* **WORK TO DO**:
Rewrite the items below from the line with "shape point(516, 571)" up to and including the line with "point(213, 252)", keeping the requests and adding 126 to every number in the answer point coordinates (not in the requests or their sample shapes). Leave the pictures out.

_ _ _

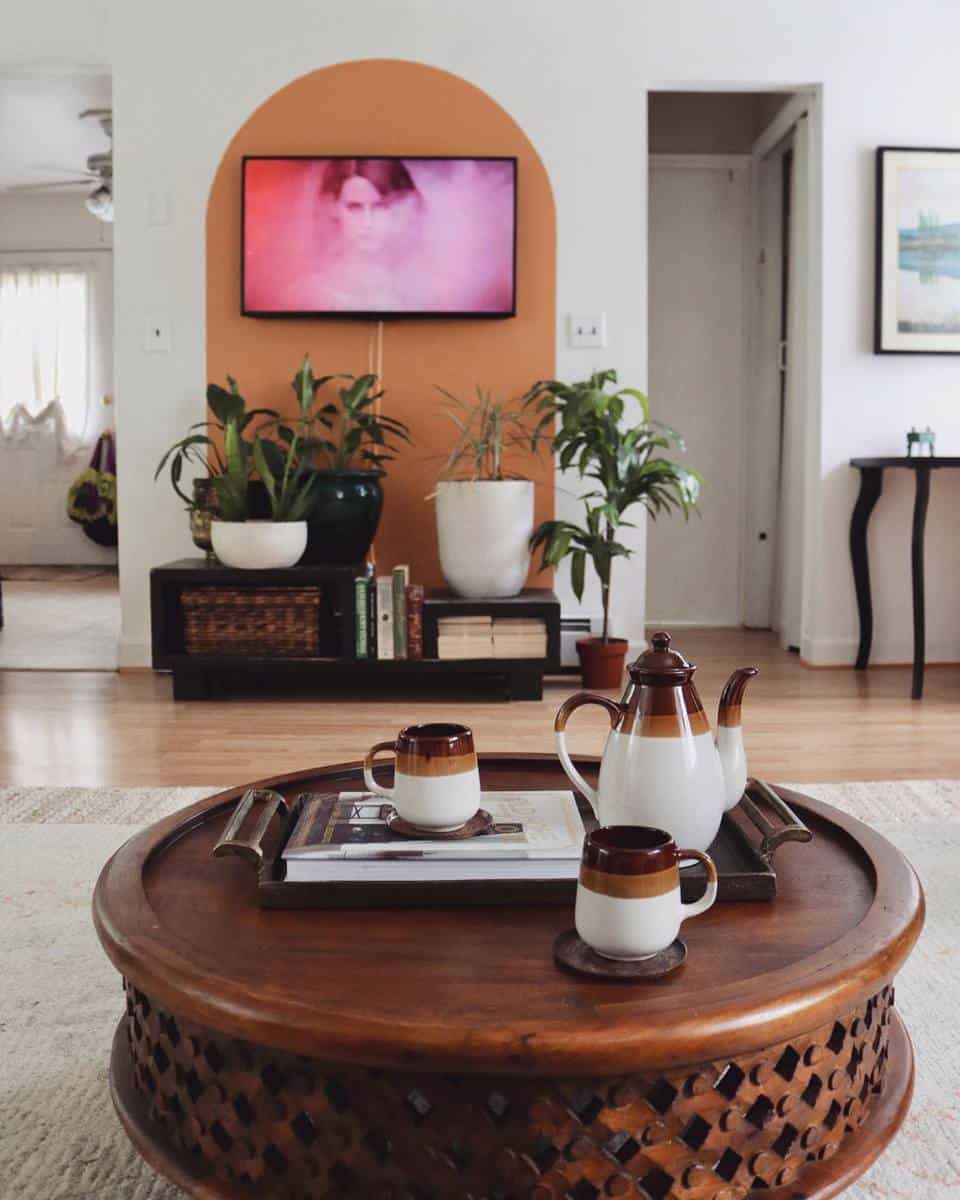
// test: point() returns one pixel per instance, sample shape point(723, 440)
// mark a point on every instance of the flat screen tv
point(378, 238)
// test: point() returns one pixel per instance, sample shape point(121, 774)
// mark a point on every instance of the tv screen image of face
point(379, 235)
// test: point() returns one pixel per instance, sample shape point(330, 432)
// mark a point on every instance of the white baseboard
point(133, 653)
point(669, 623)
point(841, 652)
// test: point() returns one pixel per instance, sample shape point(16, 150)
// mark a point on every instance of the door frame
point(811, 96)
point(804, 103)
point(743, 165)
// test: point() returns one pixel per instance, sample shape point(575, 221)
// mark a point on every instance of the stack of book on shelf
point(465, 637)
point(520, 637)
point(343, 838)
point(389, 616)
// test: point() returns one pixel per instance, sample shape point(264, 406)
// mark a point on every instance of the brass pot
point(205, 507)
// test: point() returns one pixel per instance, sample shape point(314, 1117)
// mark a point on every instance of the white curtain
point(796, 396)
point(45, 349)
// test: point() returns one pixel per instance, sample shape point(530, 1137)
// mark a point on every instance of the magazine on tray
point(345, 837)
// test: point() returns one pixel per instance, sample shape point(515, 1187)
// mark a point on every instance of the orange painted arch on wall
point(391, 107)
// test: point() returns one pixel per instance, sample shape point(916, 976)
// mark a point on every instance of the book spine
point(371, 617)
point(400, 613)
point(414, 621)
point(361, 634)
point(384, 617)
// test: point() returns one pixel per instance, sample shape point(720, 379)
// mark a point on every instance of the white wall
point(187, 75)
point(34, 474)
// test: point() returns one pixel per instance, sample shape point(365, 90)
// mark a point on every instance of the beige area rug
point(60, 999)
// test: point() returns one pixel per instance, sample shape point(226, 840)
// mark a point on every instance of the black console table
point(871, 485)
point(195, 675)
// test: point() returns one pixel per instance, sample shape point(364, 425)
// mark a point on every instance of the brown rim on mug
point(441, 748)
point(635, 862)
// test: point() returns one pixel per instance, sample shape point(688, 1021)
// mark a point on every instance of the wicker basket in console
point(253, 622)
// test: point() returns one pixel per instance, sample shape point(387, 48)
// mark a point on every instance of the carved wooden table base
point(286, 1126)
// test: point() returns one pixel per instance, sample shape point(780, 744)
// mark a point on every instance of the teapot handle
point(559, 731)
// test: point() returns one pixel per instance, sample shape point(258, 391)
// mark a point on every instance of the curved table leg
point(921, 501)
point(871, 485)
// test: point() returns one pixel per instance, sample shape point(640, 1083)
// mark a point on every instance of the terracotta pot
point(601, 663)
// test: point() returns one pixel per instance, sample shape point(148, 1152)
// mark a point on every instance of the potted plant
point(485, 513)
point(256, 527)
point(628, 466)
point(348, 441)
point(203, 450)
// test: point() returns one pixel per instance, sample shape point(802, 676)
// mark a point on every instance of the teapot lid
point(661, 665)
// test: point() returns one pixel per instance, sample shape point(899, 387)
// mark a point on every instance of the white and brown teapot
point(661, 766)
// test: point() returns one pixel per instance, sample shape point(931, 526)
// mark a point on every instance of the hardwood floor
point(124, 730)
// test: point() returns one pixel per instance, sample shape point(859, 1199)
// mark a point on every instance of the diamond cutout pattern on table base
point(313, 1131)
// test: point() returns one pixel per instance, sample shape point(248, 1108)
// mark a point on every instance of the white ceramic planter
point(484, 531)
point(258, 545)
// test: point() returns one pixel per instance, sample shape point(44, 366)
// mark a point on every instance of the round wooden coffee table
point(435, 1054)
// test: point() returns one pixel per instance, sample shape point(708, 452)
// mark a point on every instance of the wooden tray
point(744, 864)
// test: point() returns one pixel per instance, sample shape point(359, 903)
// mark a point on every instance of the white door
point(699, 239)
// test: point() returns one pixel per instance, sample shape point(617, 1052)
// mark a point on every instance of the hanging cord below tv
point(375, 366)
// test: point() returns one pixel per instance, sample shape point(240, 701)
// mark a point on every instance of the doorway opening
point(730, 253)
point(58, 579)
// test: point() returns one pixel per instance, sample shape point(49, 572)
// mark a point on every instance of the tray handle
point(231, 843)
point(791, 827)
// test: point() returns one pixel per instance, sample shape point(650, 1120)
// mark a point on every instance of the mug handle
point(707, 900)
point(559, 735)
point(369, 780)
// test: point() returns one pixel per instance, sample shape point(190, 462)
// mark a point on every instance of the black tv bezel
point(341, 315)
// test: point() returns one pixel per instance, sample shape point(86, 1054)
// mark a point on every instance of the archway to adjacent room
point(388, 107)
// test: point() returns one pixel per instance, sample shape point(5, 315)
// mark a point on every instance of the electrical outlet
point(157, 335)
point(586, 330)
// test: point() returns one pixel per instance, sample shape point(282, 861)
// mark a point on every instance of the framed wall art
point(918, 251)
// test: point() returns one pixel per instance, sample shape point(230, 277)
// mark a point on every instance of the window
point(45, 349)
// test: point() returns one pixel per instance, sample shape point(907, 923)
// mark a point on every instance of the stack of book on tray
point(343, 838)
point(389, 616)
point(520, 637)
point(465, 637)
point(491, 637)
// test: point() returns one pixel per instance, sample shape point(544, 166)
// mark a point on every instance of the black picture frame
point(888, 336)
point(403, 315)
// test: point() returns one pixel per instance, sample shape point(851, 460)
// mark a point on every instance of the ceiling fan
point(99, 172)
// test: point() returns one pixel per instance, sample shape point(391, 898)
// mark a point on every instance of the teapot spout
point(730, 736)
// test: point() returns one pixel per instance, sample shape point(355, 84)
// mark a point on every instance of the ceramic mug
point(437, 781)
point(629, 903)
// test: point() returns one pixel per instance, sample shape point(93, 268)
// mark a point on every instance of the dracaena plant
point(486, 429)
point(220, 450)
point(347, 432)
point(628, 465)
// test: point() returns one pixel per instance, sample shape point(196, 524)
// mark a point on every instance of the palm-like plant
point(628, 466)
point(486, 429)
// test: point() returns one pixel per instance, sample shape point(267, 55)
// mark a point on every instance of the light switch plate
point(586, 330)
point(157, 335)
point(157, 208)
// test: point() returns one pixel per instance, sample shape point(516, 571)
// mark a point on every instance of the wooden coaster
point(480, 822)
point(571, 952)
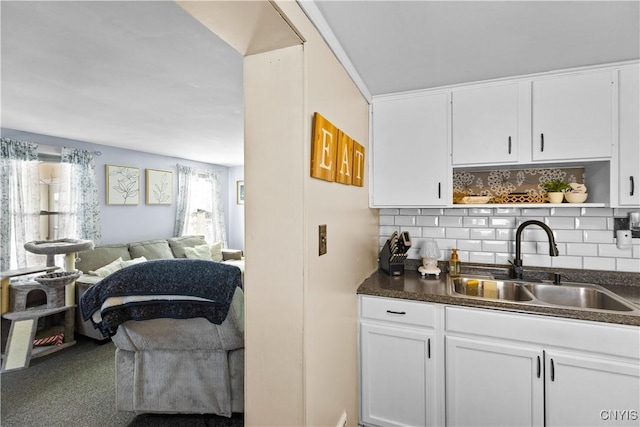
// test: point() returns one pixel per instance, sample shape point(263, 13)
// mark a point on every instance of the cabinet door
point(485, 125)
point(587, 391)
point(493, 384)
point(629, 137)
point(410, 141)
point(397, 376)
point(572, 117)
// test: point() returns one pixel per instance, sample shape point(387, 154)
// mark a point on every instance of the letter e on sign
point(325, 146)
point(358, 165)
point(344, 164)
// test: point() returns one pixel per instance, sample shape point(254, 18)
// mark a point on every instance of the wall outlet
point(322, 239)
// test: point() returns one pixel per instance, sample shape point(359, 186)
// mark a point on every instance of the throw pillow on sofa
point(107, 269)
point(213, 252)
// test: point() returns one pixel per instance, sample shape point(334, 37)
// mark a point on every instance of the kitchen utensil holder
point(390, 263)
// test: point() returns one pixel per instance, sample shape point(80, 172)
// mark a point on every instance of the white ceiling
point(130, 74)
point(148, 76)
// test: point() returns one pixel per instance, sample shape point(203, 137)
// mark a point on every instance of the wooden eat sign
point(335, 156)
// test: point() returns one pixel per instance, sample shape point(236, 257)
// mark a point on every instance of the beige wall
point(301, 309)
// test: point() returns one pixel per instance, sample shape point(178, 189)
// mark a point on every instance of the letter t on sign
point(325, 146)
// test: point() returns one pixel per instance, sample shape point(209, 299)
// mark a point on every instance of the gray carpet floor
point(75, 387)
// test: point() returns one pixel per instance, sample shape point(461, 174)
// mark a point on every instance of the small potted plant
point(555, 190)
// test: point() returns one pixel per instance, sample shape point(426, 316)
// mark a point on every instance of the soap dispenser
point(454, 263)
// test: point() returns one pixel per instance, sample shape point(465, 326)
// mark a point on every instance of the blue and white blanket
point(177, 288)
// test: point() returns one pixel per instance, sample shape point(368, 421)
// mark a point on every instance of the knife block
point(392, 264)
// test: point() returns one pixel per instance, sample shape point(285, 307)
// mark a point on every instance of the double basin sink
point(567, 295)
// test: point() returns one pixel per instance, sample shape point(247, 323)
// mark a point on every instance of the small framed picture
point(159, 187)
point(240, 192)
point(123, 185)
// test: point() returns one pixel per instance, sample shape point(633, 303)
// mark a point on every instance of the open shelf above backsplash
point(502, 184)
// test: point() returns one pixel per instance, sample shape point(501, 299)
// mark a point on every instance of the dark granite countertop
point(412, 286)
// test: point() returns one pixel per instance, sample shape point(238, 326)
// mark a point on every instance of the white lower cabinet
point(498, 368)
point(493, 384)
point(398, 360)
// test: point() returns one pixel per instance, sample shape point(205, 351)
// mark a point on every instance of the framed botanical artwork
point(240, 192)
point(123, 185)
point(159, 187)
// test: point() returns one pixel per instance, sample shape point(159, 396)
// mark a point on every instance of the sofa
point(105, 259)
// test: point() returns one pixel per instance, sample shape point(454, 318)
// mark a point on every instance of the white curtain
point(199, 208)
point(19, 203)
point(78, 202)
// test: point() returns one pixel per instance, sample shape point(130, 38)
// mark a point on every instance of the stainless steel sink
point(490, 289)
point(569, 295)
point(581, 296)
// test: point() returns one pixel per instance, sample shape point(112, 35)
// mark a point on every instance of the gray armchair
point(178, 327)
point(182, 365)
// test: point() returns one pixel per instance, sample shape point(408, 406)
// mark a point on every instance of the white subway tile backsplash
point(591, 223)
point(482, 233)
point(496, 246)
point(582, 249)
point(536, 260)
point(584, 236)
point(556, 223)
point(409, 211)
point(470, 245)
point(389, 211)
point(471, 221)
point(502, 222)
point(406, 220)
point(387, 220)
point(567, 262)
point(450, 221)
point(427, 220)
point(612, 251)
point(629, 264)
point(597, 236)
point(590, 263)
point(436, 232)
point(503, 258)
point(388, 230)
point(482, 257)
point(568, 235)
point(505, 234)
point(457, 233)
point(432, 211)
point(413, 231)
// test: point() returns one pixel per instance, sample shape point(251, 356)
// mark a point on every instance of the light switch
point(322, 239)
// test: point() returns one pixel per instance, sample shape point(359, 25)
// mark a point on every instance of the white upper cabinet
point(629, 137)
point(485, 125)
point(409, 151)
point(573, 116)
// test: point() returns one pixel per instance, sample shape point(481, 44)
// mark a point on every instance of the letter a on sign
point(344, 162)
point(325, 146)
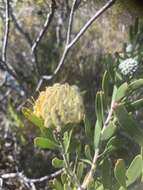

_ _ _

* **ANSWER IN FULL**:
// test: point() returns one pixel per instance, sample shape point(516, 571)
// mark a point on every instance of the wooden coaster
point(606, 948)
point(697, 1078)
// test: point() returns one pixel per instance, sample shape point(263, 13)
// mark a point on every instance of the cabinet door
point(611, 251)
point(713, 517)
point(619, 510)
point(755, 263)
point(536, 267)
point(523, 502)
point(698, 243)
// test: point() returns one pixel per instance, sample shape point(387, 154)
// mark a point on every instance of the letter e on sign
point(451, 272)
point(484, 291)
point(470, 290)
// test: point() returns one pixel per instance, sample shape point(254, 18)
// mark a point on every instance of the wall outlet
point(448, 365)
// test: point() returns one pixel per instance, sample shape point(359, 186)
// mark a point on every instance of the throw pillow on sofa
point(233, 395)
point(339, 378)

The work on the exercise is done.